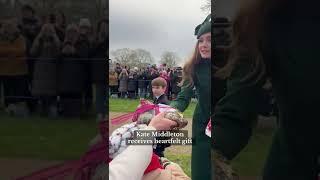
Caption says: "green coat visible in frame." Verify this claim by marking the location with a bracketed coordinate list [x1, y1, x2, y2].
[170, 60, 211, 180]
[212, 11, 320, 180]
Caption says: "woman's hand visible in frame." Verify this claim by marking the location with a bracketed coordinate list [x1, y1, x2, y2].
[149, 112, 178, 130]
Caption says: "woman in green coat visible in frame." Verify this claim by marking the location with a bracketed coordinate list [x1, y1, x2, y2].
[212, 0, 320, 180]
[170, 15, 211, 180]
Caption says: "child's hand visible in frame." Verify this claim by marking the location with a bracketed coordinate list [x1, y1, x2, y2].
[149, 112, 178, 130]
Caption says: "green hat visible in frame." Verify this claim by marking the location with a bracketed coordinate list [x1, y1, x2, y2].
[194, 14, 211, 39]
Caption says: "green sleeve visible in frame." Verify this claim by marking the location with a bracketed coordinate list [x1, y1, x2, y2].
[170, 81, 194, 112]
[212, 64, 265, 160]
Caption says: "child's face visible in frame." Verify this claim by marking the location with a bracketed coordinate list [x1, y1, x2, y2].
[199, 33, 211, 59]
[152, 86, 166, 96]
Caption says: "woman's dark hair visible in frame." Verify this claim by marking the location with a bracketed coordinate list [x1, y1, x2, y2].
[21, 4, 35, 14]
[55, 11, 67, 27]
[97, 19, 108, 32]
[215, 0, 289, 82]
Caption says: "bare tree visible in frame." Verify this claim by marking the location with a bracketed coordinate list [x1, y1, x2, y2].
[135, 49, 154, 66]
[160, 51, 180, 67]
[111, 48, 154, 67]
[111, 48, 132, 65]
[201, 0, 214, 14]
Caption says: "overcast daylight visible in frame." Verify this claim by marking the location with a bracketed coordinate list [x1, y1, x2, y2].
[109, 0, 207, 64]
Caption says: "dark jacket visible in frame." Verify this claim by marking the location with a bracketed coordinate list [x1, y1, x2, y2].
[153, 94, 170, 105]
[128, 73, 138, 91]
[170, 60, 212, 179]
[119, 73, 129, 92]
[58, 46, 86, 93]
[212, 5, 320, 179]
[91, 41, 108, 83]
[30, 34, 60, 96]
[170, 71, 181, 94]
[138, 71, 147, 89]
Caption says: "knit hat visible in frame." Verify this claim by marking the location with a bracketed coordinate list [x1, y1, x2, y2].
[79, 18, 91, 27]
[194, 14, 211, 39]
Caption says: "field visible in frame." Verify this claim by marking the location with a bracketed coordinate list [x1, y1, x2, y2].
[0, 99, 272, 180]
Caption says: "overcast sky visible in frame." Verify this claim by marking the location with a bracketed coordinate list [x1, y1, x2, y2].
[109, 0, 206, 63]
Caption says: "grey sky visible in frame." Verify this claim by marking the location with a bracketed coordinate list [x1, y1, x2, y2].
[109, 0, 206, 63]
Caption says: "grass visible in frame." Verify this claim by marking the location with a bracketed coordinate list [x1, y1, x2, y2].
[0, 99, 272, 176]
[232, 129, 273, 176]
[166, 153, 191, 177]
[0, 114, 97, 160]
[109, 98, 196, 118]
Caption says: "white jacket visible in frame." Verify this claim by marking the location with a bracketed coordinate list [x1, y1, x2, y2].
[109, 126, 156, 180]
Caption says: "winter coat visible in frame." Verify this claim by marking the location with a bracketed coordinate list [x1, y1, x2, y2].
[91, 41, 108, 83]
[128, 73, 138, 91]
[58, 48, 86, 93]
[109, 72, 118, 86]
[30, 36, 60, 96]
[119, 73, 129, 92]
[0, 35, 28, 76]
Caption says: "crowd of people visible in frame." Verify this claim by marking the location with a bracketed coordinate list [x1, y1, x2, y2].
[109, 63, 189, 99]
[0, 5, 108, 117]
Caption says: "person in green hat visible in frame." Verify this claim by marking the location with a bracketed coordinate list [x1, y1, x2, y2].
[170, 15, 211, 180]
[212, 0, 320, 180]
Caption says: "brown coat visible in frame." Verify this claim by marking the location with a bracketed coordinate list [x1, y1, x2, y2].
[31, 37, 60, 96]
[109, 73, 118, 86]
[142, 162, 191, 180]
[0, 35, 28, 76]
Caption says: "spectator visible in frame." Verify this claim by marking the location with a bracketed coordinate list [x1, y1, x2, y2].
[170, 68, 182, 99]
[128, 69, 138, 99]
[138, 68, 147, 98]
[58, 24, 86, 117]
[19, 5, 41, 112]
[54, 11, 66, 42]
[76, 18, 93, 113]
[114, 63, 122, 76]
[0, 20, 29, 116]
[91, 19, 108, 120]
[151, 77, 171, 157]
[30, 24, 61, 117]
[109, 70, 119, 96]
[114, 63, 122, 98]
[119, 69, 129, 98]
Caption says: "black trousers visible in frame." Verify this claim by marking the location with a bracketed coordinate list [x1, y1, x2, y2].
[0, 75, 31, 107]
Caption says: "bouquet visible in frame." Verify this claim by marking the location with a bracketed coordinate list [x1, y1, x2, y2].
[109, 100, 188, 159]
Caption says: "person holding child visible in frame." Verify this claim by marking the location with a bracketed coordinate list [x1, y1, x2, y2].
[151, 77, 171, 157]
[170, 14, 211, 179]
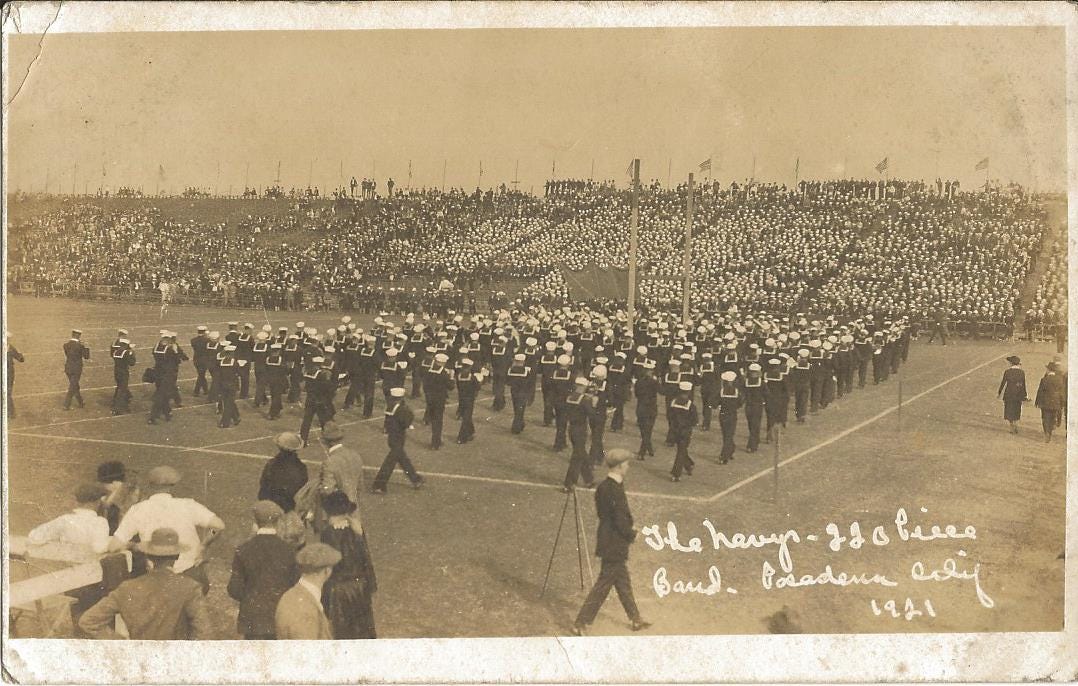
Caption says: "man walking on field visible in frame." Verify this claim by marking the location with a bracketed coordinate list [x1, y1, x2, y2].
[571, 448, 651, 636]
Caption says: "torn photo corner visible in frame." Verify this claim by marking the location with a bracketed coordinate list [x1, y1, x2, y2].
[0, 2, 1078, 684]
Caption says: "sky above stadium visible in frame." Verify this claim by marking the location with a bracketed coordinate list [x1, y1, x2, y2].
[9, 27, 1066, 193]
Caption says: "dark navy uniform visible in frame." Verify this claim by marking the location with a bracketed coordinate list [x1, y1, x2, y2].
[64, 332, 89, 410]
[564, 387, 595, 491]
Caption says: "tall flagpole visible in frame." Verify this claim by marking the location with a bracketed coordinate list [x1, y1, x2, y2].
[681, 173, 693, 324]
[627, 159, 640, 323]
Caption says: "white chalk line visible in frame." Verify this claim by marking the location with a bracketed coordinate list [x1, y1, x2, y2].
[11, 355, 1005, 503]
[12, 376, 199, 400]
[12, 402, 213, 431]
[706, 355, 1006, 503]
[9, 431, 269, 457]
[10, 399, 706, 503]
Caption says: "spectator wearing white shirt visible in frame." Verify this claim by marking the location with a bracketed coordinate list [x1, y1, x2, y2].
[28, 483, 109, 562]
[113, 465, 224, 593]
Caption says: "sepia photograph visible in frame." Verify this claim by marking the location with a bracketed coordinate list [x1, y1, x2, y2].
[2, 2, 1078, 683]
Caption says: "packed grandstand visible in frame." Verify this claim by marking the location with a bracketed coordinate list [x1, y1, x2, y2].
[9, 179, 1066, 332]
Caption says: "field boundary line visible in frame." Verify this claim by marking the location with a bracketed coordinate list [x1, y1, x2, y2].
[10, 417, 707, 503]
[8, 431, 268, 459]
[12, 402, 213, 431]
[12, 377, 199, 400]
[706, 354, 1007, 503]
[195, 386, 494, 448]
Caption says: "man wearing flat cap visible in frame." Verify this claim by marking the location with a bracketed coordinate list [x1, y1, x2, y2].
[227, 500, 300, 641]
[79, 526, 213, 641]
[274, 543, 341, 641]
[571, 448, 651, 636]
[111, 465, 224, 593]
[64, 329, 89, 410]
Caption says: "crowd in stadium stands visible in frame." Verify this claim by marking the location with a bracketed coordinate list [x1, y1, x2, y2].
[1025, 236, 1067, 335]
[11, 179, 1049, 325]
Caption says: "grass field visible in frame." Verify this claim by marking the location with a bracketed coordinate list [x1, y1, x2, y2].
[5, 297, 1066, 639]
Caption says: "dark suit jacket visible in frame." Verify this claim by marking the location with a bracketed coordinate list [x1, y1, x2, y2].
[229, 534, 300, 636]
[1035, 374, 1067, 411]
[64, 339, 89, 374]
[595, 477, 636, 562]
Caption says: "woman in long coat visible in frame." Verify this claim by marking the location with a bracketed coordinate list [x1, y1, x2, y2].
[996, 355, 1029, 434]
[321, 491, 377, 640]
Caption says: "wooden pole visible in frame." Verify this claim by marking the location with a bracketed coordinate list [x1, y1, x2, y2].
[626, 159, 640, 323]
[771, 424, 783, 503]
[681, 173, 693, 321]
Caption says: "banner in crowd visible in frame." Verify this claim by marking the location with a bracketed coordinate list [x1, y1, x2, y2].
[558, 263, 628, 301]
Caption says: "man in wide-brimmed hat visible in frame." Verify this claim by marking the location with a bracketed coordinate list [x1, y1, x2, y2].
[79, 527, 212, 641]
[113, 465, 224, 593]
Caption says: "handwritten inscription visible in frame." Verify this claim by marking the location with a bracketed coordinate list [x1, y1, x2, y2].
[640, 507, 995, 621]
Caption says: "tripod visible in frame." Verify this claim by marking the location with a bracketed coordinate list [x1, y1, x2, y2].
[539, 488, 594, 598]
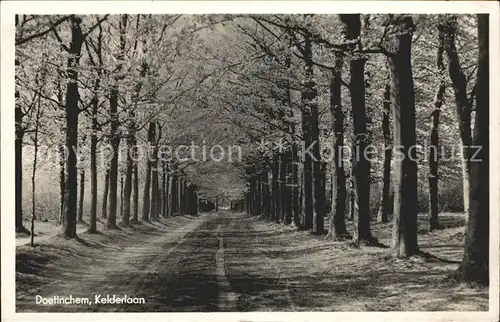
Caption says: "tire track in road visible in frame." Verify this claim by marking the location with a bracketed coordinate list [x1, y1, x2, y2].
[215, 224, 237, 311]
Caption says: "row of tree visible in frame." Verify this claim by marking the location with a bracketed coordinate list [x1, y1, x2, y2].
[16, 14, 489, 281]
[229, 14, 489, 282]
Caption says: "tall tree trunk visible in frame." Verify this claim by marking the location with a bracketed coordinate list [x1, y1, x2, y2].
[457, 14, 490, 285]
[278, 152, 287, 223]
[438, 15, 477, 211]
[59, 144, 66, 224]
[14, 91, 27, 233]
[150, 138, 159, 218]
[255, 173, 262, 216]
[285, 150, 293, 225]
[89, 97, 98, 234]
[122, 136, 134, 226]
[106, 84, 120, 229]
[120, 171, 123, 218]
[261, 170, 271, 218]
[340, 14, 373, 242]
[106, 15, 128, 229]
[142, 121, 156, 221]
[292, 142, 301, 229]
[301, 33, 319, 230]
[377, 83, 392, 223]
[89, 26, 103, 233]
[329, 54, 347, 239]
[30, 97, 42, 247]
[102, 167, 109, 218]
[62, 15, 84, 238]
[428, 32, 446, 231]
[78, 169, 85, 223]
[271, 151, 281, 222]
[131, 154, 139, 223]
[162, 161, 170, 217]
[169, 173, 179, 216]
[388, 15, 419, 257]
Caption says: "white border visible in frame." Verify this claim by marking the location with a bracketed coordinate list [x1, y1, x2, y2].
[0, 1, 500, 322]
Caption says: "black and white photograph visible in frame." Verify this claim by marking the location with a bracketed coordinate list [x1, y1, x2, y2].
[1, 1, 500, 321]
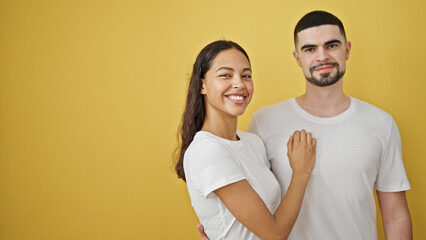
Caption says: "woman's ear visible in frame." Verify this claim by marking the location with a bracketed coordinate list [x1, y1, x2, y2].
[201, 79, 207, 95]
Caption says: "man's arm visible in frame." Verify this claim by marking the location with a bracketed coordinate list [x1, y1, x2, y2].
[376, 191, 413, 240]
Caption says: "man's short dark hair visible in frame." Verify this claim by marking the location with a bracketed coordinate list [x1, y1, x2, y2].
[294, 11, 346, 45]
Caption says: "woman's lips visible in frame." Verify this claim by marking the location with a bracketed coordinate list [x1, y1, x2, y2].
[226, 94, 246, 105]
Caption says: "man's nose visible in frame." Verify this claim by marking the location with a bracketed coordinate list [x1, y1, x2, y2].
[317, 48, 330, 62]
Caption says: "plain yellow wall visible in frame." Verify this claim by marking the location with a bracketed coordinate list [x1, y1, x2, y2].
[0, 0, 426, 240]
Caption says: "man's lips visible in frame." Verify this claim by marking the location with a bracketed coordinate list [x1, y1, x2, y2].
[314, 65, 334, 73]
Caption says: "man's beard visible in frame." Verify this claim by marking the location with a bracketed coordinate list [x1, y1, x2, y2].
[305, 62, 345, 87]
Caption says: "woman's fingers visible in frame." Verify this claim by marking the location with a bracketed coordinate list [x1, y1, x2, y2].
[300, 129, 306, 143]
[306, 132, 313, 146]
[287, 136, 294, 154]
[293, 130, 300, 143]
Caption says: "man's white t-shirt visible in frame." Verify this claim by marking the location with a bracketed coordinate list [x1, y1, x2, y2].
[184, 131, 286, 240]
[249, 98, 410, 240]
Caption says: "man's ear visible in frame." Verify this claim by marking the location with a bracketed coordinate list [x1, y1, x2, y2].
[201, 79, 207, 95]
[345, 41, 352, 60]
[293, 50, 301, 67]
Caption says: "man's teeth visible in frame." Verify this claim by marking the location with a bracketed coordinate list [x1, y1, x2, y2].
[229, 95, 244, 100]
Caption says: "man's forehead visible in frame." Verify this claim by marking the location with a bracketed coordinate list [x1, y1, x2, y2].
[297, 24, 344, 44]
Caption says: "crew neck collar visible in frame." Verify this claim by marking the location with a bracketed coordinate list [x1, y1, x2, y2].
[290, 97, 358, 124]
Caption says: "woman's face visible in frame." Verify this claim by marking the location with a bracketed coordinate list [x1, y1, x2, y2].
[201, 48, 253, 117]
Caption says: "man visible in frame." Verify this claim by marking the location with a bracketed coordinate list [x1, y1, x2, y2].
[198, 11, 412, 240]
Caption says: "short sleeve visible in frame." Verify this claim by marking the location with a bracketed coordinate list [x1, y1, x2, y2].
[375, 119, 410, 192]
[185, 140, 246, 198]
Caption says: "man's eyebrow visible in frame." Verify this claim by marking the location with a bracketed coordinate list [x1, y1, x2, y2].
[325, 39, 342, 45]
[300, 44, 317, 50]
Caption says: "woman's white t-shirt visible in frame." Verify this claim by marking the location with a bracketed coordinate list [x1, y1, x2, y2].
[184, 131, 286, 240]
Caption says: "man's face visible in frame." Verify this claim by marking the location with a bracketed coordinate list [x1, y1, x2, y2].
[293, 25, 351, 87]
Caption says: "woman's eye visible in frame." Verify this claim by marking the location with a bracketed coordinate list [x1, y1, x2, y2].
[219, 73, 231, 77]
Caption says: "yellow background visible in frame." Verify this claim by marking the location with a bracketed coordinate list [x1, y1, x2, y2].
[0, 0, 426, 240]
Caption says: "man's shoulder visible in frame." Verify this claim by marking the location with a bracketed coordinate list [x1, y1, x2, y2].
[253, 98, 294, 118]
[352, 97, 391, 118]
[352, 97, 394, 127]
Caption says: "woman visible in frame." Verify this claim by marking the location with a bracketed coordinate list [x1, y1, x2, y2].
[175, 41, 316, 240]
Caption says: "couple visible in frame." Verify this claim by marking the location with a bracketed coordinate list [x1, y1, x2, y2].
[175, 11, 412, 240]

^^^^

**To be done:** Can you recast the lines of the listing above, from the line with "forehead visible in" to the line with "[297, 24, 344, 44]", both included, as a Markdown table with the columns Row and Line, leaving out any blank lines?

**Reply:**
| Row | Line |
|---|---|
| 1 | Caption says: "man's forehead visible in frame." Verify this claim by marking the location with a bracketed coordinate list [x1, y1, x2, y2]. |
| 2 | [297, 24, 344, 44] |